*EXERCISE BRIEF*: Print out the data below with every line intact.

+---+

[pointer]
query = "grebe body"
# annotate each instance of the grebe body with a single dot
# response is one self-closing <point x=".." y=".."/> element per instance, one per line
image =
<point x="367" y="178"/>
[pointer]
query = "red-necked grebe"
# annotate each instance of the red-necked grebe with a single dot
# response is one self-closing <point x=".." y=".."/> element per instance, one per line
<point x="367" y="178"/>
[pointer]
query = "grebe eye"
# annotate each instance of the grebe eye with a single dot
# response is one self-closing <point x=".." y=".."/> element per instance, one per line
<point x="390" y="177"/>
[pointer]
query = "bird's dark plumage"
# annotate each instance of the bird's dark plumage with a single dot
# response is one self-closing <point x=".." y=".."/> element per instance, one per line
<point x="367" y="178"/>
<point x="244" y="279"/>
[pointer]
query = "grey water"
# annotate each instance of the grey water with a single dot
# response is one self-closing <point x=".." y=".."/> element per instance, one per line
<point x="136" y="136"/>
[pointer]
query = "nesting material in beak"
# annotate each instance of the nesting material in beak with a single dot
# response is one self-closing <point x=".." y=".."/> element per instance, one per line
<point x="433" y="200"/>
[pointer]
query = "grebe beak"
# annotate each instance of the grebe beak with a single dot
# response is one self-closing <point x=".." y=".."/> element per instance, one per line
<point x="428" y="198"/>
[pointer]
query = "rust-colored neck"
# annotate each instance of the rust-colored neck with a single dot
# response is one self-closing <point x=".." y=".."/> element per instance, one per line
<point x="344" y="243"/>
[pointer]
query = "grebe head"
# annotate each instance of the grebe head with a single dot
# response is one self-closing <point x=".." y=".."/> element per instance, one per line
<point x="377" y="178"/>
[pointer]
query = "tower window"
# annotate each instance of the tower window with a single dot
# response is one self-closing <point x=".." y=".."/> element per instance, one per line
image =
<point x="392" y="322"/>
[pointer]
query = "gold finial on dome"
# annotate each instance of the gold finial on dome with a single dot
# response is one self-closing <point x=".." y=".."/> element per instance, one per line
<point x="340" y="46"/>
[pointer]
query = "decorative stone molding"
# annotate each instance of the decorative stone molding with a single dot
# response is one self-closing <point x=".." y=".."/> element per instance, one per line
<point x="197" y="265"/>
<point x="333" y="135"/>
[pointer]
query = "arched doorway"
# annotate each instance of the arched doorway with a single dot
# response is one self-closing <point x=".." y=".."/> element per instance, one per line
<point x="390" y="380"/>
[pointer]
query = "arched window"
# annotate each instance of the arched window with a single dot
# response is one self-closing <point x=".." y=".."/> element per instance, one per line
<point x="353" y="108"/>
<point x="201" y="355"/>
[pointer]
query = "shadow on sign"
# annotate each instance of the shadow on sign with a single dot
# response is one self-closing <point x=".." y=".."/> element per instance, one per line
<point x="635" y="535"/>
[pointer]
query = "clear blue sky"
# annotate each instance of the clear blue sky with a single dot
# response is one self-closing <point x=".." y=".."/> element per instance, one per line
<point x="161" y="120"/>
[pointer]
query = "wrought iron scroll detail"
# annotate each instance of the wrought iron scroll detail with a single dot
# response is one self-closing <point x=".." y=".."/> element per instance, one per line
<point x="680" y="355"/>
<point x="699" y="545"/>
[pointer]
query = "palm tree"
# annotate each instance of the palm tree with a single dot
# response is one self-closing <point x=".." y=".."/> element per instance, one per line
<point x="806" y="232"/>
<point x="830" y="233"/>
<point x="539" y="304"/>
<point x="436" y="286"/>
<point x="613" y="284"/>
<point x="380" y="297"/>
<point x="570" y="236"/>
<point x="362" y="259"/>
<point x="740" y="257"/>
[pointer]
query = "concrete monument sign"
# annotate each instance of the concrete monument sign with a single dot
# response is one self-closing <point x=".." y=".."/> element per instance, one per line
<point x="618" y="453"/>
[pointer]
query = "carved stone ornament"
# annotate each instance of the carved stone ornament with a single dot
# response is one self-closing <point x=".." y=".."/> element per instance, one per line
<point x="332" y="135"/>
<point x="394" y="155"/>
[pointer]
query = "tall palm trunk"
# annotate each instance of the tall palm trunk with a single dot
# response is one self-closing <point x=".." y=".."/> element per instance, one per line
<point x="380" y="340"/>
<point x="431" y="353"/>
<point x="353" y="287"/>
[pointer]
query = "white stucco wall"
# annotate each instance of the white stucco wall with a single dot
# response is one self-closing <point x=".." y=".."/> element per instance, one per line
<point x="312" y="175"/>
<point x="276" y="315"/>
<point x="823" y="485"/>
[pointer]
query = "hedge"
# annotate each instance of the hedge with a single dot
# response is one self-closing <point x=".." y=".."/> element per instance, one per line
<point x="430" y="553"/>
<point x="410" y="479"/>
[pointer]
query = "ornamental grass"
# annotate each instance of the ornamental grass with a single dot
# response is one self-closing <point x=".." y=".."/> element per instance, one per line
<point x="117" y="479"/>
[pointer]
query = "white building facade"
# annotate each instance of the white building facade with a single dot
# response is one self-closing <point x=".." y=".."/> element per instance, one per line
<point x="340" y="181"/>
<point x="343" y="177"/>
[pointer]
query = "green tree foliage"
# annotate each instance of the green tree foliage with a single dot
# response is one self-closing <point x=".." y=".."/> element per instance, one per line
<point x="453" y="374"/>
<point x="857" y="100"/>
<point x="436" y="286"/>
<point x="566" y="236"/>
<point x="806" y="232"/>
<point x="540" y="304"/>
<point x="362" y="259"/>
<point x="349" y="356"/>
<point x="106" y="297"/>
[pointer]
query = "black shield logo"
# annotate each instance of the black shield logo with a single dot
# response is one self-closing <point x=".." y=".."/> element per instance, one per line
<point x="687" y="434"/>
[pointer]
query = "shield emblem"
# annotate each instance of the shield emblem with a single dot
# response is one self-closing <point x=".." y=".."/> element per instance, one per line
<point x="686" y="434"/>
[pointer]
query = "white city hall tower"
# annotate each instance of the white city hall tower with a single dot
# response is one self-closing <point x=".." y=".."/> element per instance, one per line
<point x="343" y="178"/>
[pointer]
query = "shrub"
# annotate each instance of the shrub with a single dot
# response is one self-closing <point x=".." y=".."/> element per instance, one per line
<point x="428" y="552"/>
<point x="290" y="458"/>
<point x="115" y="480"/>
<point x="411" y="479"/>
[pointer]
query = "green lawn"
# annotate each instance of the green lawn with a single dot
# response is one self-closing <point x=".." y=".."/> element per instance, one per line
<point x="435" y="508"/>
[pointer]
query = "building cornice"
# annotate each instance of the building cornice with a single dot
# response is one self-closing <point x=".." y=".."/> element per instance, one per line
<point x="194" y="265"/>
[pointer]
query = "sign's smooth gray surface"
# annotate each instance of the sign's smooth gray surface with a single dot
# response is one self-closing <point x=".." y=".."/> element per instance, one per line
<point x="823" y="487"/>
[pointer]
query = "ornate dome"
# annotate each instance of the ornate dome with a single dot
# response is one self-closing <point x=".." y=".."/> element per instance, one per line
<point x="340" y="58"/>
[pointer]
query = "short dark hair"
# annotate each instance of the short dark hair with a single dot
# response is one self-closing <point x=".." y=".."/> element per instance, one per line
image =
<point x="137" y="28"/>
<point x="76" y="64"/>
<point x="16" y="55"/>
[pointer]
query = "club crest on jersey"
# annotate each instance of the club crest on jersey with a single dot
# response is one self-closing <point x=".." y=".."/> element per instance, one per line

+---+

*SOLUTION TO THE EXERCISE*:
[pointer]
query = "grebe body"
# annotate each instance of the grebe body with a single dot
# response is one self-closing <point x=".." y=".."/> element per instance, one per line
image =
<point x="367" y="178"/>
[pointer]
query = "red-necked grebe"
# annotate each instance of the red-necked grebe with a single dot
# response is one self-closing <point x=".." y=".."/> element per instance, one per line
<point x="367" y="178"/>
[pointer]
query = "grebe eye"
# annotate each instance of the grebe eye with a single dot
# response is one self-closing <point x=".." y=".."/> element per instance, one per line
<point x="390" y="177"/>
[pointer]
query = "bird's dark plumage"
# annotate each instance of the bird's dark plumage with a single dot
# response is one self-closing <point x=".." y=".."/> element per instance, one per line
<point x="367" y="178"/>
<point x="244" y="279"/>
[pointer]
query = "grey water"
# annotate each instance of the grey water with a single dot
# response is one self-closing <point x=".." y=".."/> element per instance, one per line
<point x="136" y="136"/>
[pointer]
query = "nesting material in beak"
# annotate each instance of the nesting material in beak with a single dot
# response is one self-closing <point x=".." y=".."/> element per instance, one per line
<point x="433" y="200"/>
[pointer]
query = "grebe beak"
# annotate each instance of the grebe beak with a single dot
# response is one self-closing <point x=".." y=".."/> element per instance, one per line
<point x="428" y="198"/>
[pointer]
query = "rust-colored neck"
# annotate each instance of the rust-colored neck with a single dot
# response is one self-closing <point x=".." y=".."/> element per instance, one per line
<point x="344" y="243"/>
[pointer]
query = "grebe head"
# annotate each instance of the grebe head with a single dot
# response is one self-closing <point x=".." y=".."/> element per instance, one per line
<point x="377" y="178"/>
[pointer]
query = "tower window"
# annotate each instance of the tower window with a single dot
# response is one self-closing <point x=".." y=".."/> element per instance, one per line
image =
<point x="392" y="322"/>
[pointer]
query = "gold finial on dome"
# annotate each instance of the gold finial on dome with a single dot
# response is one self-closing <point x=".." y=".."/> element per instance, one per line
<point x="340" y="46"/>
[pointer]
query = "decorative stone molding"
# annotate each instance of the decorative stone molding with a single dot
# response is one self-closing <point x=".." y=".."/> element per instance, one per line
<point x="197" y="265"/>
<point x="333" y="135"/>
[pointer]
query = "arched doorway"
# annotate each instance of the arched doorway with a single dot
# response is one self-closing <point x=".." y=".."/> element per instance, one per line
<point x="390" y="380"/>
[pointer]
query = "arched window"
# annotate each instance of the arched window with a single dot
# response is one self-closing <point x=".." y=".."/> element per instance, one per line
<point x="353" y="108"/>
<point x="201" y="355"/>
[pointer]
query = "shadow on sign"
# annotate each instance of the shadow on sign with a single dot
# response is one self-closing <point x=".." y=".."/> element per instance, one per line
<point x="635" y="535"/>
[pointer]
query = "clear blue sky"
# annotate each instance of the clear blue sky with a single dot
# response is one self-closing <point x=".." y=".."/> element per instance, one per line
<point x="161" y="120"/>
[pointer]
query = "wrought iron scroll detail"
# annotate each instance of the wrought iron scroll detail with a single dot
# response is one self-closing <point x=".." y=".."/> element per instance, one per line
<point x="680" y="355"/>
<point x="699" y="545"/>
[pointer]
query = "palm tree"
# annotate each instance of the palm tree with a single dot
# response is one self-closing <point x=".." y=".."/> element per instance, one per line
<point x="806" y="232"/>
<point x="830" y="233"/>
<point x="539" y="304"/>
<point x="436" y="286"/>
<point x="613" y="284"/>
<point x="380" y="297"/>
<point x="570" y="236"/>
<point x="362" y="259"/>
<point x="740" y="257"/>
[pointer]
query = "concrete monument sign"
# annotate each instance of the concrete monument sign with a single dot
# response is one self-closing <point x=".." y=".."/> element per instance, one per line
<point x="618" y="453"/>
[pointer]
query = "carved stone ornament"
# annotate each instance of the carved stone ornament with a single dot
# response is one self-closing <point x=".." y=".."/> element per instance, one per line
<point x="332" y="135"/>
<point x="394" y="155"/>
[pointer]
query = "tall palm trunk"
# annotate each instance of the tall palm trunk with a single dot
# response is one self-closing <point x=".." y=".."/> element per instance, one per line
<point x="380" y="340"/>
<point x="431" y="353"/>
<point x="353" y="287"/>
[pointer]
query = "white stucco wall"
# annotate each instance of the white stucco wall with a single dot
# response is one self-closing <point x=".." y=".."/> element per instance, one per line
<point x="312" y="175"/>
<point x="276" y="315"/>
<point x="823" y="485"/>
[pointer]
query = "hedge"
# annotate each instance of the hedge with a single dot
# response is one self-closing <point x=".." y=".."/> element per instance, one per line
<point x="430" y="553"/>
<point x="410" y="479"/>
[pointer]
query = "ornamental grass"
# annotate each instance of the ornamental grass with a single dot
# response is one self-closing <point x=".." y=".."/> element per instance, one per line
<point x="117" y="479"/>
[pointer]
query = "white building facade"
# annotate each instance of the white building facade with a single dot
# response is one self-closing <point x=".." y=".."/> element per instance, one per line
<point x="340" y="181"/>
<point x="343" y="177"/>
[pointer]
query = "green tree foliage"
# annotate each instance of the green tree foliage with a single dot
# response is one self-closing <point x=".." y=".."/> element per instance, one per line
<point x="453" y="374"/>
<point x="857" y="100"/>
<point x="436" y="286"/>
<point x="566" y="236"/>
<point x="806" y="232"/>
<point x="540" y="304"/>
<point x="362" y="259"/>
<point x="349" y="356"/>
<point x="106" y="297"/>
[pointer]
query = "black shield logo"
# annotate each instance of the black shield logo with a single dot
# response is one self-closing <point x=".." y=".."/> element per instance, one per line
<point x="687" y="434"/>
[pointer]
query = "shield emblem"
# annotate each instance of the shield emblem with a single dot
# response is one self-closing <point x=".." y=".."/> element per instance, one per line
<point x="686" y="434"/>
[pointer]
query = "white city hall tower"
# annotate each instance of the white city hall tower with a single dot
# response is one self-closing <point x=".." y=".."/> element per instance, one per line
<point x="343" y="178"/>
[pointer]
query = "shrub"
# annotate each instance of the shrub with a single dot
# response is one self-closing <point x=".." y=".."/> element per instance, one per line
<point x="428" y="552"/>
<point x="290" y="458"/>
<point x="115" y="480"/>
<point x="411" y="479"/>
[pointer]
query = "green lawn"
# annotate each instance of the green lawn with a single dot
# response is one self-closing <point x=".." y=".."/> element per instance, one per line
<point x="435" y="508"/>
[pointer]
query = "building cornice"
# annotate each instance of the building cornice with a single dot
# response is one self-closing <point x=".." y=".."/> element per instance, one per line
<point x="194" y="265"/>
[pointer]
query = "sign's smooth gray surface"
# annotate each instance of the sign's smooth gray surface with a single dot
# response is one self-closing <point x=".." y=".."/> element per instance, one per line
<point x="823" y="487"/>
[pointer]
query = "ornate dome"
# annotate each instance of the ornate dome with a single dot
# response is one self-closing <point x=".." y=".."/> element per instance, one per line
<point x="340" y="58"/>
[pointer]
query = "short dark hair"
# annotate each instance of the short dark hair with a single dot
# response is one self-closing <point x=".." y=".."/> element per instance, one per line
image =
<point x="137" y="28"/>
<point x="76" y="64"/>
<point x="16" y="55"/>
[pointer]
query = "club crest on jersey"
# annotate each instance of the club crest on jersey with a single dot
# response is one self-closing <point x=".." y=".."/> element per instance, one per line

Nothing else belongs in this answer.